(EXERCISE DIRECTIONS): Go through the records below and report each line with "green" in it.

(DATA UNDER STUDY):
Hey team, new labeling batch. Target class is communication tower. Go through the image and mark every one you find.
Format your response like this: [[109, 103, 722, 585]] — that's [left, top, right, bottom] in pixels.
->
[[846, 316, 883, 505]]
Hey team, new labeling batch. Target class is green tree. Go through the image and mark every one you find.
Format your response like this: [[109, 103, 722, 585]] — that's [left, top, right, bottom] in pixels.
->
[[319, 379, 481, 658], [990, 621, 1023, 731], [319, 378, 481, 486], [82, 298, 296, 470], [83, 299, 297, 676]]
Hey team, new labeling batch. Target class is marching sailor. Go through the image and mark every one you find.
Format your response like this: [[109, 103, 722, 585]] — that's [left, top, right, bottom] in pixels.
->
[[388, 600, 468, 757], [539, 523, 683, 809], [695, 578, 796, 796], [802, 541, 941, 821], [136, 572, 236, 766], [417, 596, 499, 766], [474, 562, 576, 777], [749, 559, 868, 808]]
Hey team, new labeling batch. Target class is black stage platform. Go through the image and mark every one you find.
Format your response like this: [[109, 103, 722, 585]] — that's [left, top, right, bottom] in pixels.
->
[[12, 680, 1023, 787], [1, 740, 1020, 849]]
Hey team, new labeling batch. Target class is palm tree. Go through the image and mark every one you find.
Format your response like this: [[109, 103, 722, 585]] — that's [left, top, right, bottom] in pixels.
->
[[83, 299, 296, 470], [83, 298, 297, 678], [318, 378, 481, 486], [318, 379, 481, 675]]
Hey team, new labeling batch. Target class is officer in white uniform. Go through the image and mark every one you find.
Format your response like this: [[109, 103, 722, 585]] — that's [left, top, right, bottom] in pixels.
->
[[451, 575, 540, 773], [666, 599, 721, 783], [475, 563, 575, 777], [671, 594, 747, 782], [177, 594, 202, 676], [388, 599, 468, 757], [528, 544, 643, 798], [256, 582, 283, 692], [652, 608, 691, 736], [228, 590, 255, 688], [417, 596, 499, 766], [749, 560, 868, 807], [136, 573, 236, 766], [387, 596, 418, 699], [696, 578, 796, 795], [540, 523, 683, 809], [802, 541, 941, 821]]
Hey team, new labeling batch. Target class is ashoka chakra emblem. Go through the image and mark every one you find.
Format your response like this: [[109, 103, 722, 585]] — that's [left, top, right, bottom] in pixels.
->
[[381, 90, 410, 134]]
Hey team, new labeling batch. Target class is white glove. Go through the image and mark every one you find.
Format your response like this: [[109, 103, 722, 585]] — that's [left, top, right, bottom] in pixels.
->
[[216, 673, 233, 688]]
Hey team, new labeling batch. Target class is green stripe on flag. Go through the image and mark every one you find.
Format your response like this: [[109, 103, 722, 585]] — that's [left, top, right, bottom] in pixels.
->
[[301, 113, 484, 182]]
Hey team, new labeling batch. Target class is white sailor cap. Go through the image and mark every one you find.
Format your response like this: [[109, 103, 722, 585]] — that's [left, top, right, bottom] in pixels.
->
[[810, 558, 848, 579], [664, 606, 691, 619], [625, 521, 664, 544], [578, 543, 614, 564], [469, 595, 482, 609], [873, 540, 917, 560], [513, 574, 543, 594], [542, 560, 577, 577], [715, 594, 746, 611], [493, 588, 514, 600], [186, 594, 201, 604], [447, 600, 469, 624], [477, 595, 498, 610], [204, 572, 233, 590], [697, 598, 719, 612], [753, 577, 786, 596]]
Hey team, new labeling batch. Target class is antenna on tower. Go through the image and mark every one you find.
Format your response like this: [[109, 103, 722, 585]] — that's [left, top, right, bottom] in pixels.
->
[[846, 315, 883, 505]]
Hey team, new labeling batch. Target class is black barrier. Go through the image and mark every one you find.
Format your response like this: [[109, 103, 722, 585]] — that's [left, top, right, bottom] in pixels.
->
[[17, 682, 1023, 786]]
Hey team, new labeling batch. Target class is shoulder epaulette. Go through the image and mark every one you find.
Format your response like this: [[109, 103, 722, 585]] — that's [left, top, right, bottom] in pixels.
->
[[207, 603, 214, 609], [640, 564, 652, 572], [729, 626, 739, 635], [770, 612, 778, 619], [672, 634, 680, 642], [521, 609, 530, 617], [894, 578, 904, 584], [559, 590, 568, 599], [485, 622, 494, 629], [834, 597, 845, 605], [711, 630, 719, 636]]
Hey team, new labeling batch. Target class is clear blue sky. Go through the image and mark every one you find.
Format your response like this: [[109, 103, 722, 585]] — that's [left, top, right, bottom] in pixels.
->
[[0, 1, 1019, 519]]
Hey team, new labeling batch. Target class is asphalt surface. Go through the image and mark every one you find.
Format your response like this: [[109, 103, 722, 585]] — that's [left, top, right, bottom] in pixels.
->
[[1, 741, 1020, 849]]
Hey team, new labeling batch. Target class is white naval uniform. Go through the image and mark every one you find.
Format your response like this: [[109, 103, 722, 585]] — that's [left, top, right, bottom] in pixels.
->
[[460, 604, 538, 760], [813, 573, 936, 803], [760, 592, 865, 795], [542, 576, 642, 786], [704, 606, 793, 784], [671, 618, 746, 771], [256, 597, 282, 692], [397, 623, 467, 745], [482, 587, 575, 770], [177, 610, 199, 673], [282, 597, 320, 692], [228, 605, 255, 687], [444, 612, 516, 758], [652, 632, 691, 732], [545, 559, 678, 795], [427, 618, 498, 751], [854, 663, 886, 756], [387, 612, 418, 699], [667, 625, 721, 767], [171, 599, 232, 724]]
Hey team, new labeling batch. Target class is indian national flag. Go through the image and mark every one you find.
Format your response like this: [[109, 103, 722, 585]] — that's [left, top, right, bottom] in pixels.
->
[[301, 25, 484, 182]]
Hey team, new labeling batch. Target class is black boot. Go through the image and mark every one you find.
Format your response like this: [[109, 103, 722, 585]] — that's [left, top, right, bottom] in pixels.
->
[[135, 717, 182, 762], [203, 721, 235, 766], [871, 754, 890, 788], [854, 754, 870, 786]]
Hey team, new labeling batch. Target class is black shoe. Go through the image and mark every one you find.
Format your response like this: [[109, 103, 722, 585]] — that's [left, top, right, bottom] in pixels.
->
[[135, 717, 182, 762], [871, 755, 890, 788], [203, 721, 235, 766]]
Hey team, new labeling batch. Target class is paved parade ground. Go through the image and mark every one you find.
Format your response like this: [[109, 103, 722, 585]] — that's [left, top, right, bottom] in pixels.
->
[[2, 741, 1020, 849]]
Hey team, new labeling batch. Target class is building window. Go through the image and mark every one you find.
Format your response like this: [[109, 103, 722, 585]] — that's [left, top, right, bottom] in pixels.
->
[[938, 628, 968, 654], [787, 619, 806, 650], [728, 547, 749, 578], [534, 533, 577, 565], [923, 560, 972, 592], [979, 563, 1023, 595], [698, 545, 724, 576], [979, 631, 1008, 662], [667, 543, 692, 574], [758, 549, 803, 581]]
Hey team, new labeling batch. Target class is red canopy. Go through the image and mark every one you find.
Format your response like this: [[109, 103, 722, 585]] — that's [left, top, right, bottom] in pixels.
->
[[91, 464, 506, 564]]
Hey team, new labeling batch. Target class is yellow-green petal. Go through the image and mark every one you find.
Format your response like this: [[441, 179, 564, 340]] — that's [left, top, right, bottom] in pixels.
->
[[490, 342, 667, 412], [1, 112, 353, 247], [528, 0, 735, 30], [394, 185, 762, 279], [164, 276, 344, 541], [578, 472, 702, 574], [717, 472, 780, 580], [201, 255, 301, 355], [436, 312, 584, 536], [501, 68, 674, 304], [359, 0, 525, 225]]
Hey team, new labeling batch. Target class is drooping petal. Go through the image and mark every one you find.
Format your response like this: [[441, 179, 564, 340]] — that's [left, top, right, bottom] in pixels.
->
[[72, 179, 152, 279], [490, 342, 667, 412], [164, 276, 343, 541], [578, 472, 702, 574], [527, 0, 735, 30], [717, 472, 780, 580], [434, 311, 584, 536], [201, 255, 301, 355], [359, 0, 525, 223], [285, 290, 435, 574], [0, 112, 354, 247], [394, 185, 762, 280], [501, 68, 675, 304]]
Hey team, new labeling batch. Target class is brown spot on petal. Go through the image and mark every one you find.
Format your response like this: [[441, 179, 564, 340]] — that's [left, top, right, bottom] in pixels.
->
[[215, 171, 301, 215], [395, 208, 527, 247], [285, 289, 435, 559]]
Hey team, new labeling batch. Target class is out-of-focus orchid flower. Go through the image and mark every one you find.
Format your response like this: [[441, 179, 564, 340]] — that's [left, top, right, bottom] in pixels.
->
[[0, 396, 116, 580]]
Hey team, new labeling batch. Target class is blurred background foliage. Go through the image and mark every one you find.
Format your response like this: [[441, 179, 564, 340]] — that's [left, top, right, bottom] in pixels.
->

(REPLY TO THE TASK):
Hey team, new labeling batch. Target class is green tree. Go through the image and mark every one you find.
Hey team, new labeling batch. Target class is green stripe on flag. Go through the image and mark every one you find.
Hey team, new labeling batch. Target class is yellow-green petal. Go through the image and mark every one you find.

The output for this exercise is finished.